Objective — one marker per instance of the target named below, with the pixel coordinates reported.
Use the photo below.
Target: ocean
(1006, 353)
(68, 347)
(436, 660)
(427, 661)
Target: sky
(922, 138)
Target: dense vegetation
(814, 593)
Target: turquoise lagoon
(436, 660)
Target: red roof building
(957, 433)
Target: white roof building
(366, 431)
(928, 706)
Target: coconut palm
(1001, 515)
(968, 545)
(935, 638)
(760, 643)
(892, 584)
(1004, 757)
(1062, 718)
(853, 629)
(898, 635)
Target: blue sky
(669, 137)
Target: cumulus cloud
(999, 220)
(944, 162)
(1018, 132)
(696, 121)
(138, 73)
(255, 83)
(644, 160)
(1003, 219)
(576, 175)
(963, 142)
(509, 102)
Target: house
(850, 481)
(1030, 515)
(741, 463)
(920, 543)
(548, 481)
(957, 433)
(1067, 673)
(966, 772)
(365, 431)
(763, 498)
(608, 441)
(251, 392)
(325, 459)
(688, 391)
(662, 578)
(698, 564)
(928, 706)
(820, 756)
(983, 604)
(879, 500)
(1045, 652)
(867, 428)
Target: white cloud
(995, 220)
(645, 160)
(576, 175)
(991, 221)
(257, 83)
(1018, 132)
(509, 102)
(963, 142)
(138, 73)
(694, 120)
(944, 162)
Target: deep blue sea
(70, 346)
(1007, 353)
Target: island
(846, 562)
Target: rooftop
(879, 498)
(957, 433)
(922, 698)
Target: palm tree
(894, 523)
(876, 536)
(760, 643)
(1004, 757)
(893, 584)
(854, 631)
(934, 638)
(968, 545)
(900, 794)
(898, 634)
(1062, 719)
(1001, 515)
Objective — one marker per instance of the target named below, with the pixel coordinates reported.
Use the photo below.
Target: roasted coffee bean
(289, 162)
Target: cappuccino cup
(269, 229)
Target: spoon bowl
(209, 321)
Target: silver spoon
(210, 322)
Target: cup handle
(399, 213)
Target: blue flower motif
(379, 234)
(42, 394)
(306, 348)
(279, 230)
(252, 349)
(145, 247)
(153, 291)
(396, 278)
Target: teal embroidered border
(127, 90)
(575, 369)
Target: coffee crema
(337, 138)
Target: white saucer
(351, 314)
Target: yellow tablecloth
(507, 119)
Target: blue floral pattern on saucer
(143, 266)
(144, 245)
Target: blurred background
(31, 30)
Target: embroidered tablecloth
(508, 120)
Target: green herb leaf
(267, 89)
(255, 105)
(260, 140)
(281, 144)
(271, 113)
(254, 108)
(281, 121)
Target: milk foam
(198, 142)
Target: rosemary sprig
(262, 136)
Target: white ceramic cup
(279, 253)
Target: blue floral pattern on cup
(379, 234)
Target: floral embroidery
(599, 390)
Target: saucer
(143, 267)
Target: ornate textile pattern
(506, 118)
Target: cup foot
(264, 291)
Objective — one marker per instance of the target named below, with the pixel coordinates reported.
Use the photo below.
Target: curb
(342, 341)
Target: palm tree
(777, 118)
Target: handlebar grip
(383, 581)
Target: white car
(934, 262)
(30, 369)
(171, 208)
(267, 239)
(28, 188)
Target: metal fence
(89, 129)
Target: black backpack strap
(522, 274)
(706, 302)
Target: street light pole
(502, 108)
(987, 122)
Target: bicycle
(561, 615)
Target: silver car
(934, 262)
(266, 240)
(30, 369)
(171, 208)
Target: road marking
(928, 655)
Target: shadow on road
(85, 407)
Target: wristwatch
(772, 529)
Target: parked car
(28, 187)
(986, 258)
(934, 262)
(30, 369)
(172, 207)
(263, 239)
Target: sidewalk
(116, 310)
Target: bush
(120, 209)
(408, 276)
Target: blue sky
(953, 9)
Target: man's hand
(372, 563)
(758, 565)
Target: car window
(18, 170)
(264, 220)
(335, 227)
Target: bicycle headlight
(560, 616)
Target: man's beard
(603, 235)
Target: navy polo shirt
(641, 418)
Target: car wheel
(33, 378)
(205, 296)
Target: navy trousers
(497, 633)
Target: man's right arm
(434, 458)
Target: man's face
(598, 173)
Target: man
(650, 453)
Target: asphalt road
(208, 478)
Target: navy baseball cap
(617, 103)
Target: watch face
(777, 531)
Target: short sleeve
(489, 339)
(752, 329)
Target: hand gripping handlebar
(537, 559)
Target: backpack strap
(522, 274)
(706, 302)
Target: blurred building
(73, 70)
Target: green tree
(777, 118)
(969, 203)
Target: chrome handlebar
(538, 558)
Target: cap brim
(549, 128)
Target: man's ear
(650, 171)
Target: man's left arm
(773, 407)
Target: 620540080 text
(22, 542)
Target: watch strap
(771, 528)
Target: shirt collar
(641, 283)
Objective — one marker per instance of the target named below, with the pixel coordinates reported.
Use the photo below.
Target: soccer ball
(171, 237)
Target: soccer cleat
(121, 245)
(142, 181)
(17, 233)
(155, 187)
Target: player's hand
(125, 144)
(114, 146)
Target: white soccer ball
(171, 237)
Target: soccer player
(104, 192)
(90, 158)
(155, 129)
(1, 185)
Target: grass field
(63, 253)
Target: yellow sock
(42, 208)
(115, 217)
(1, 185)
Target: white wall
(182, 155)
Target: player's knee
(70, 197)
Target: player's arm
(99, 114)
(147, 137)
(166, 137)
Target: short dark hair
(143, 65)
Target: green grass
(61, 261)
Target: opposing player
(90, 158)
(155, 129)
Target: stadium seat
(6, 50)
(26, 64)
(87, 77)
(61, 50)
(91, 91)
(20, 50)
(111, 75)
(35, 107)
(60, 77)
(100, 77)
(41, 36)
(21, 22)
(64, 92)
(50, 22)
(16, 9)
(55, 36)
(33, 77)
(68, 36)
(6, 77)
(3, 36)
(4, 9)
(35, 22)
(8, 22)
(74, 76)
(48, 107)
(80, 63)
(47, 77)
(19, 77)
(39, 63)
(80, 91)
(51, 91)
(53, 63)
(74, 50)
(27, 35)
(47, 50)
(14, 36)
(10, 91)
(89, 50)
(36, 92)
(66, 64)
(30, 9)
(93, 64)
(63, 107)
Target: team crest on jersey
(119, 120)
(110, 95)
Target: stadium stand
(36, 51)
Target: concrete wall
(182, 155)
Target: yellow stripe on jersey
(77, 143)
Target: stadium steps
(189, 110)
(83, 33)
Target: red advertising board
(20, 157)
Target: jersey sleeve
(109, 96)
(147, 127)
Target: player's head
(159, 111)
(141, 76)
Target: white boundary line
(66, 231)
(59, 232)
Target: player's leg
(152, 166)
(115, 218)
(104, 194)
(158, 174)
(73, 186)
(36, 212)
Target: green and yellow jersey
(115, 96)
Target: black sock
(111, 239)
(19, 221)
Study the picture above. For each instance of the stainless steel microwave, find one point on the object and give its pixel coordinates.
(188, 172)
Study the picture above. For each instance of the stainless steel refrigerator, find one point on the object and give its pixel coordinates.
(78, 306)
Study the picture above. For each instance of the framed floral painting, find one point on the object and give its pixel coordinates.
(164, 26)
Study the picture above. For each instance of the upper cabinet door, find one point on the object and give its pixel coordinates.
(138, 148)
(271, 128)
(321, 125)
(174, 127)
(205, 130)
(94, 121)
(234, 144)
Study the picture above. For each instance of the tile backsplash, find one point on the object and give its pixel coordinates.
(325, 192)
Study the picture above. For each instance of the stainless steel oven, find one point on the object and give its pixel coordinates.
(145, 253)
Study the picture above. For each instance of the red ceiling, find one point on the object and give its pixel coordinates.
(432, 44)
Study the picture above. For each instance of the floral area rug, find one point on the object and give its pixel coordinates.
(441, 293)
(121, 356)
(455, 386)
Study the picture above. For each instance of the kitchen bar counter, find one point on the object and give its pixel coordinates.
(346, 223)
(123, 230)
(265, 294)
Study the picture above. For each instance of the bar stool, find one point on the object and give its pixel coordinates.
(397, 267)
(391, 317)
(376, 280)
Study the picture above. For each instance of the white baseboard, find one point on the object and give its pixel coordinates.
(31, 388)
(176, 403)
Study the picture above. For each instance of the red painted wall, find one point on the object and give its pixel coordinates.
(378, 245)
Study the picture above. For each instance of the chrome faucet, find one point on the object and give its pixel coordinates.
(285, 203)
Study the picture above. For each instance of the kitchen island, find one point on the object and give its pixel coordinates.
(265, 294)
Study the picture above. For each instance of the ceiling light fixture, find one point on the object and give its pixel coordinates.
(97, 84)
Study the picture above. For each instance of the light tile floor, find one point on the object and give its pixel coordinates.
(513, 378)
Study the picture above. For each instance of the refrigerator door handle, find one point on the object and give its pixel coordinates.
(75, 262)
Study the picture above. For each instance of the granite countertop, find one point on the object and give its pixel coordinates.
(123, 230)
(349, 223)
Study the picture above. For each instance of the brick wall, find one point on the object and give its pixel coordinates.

YOUR ASSIGNMENT>
This exercise asks for the line with "kitchen island, find" and all lines after it through the end of the records above, retyped exactly and with nothing else.

THE COMPLETED TASK>
Study the picture above. For each instance of the kitchen island, find one point on the object and give its pixel coordinates.
(265, 294)
Study the picture above. For each instance of the ceiling light fixture, find one point on the object and give its pixel coordinates.
(97, 84)
Study the picture above. For each instance of the light tile floor, find one point on the object and give its pixel coordinates.
(513, 378)
Study the picture above. For each instance of the refrigerator door handle, find one point on the object and give its pixel coordinates.
(75, 262)
Study the picture above. For each instance of the granite countertop, find one point on the object and give its pixel coordinates.
(123, 230)
(349, 223)
Study the picture above. For each instance of the brick wall, find one point on the object and give its pixel coordinates.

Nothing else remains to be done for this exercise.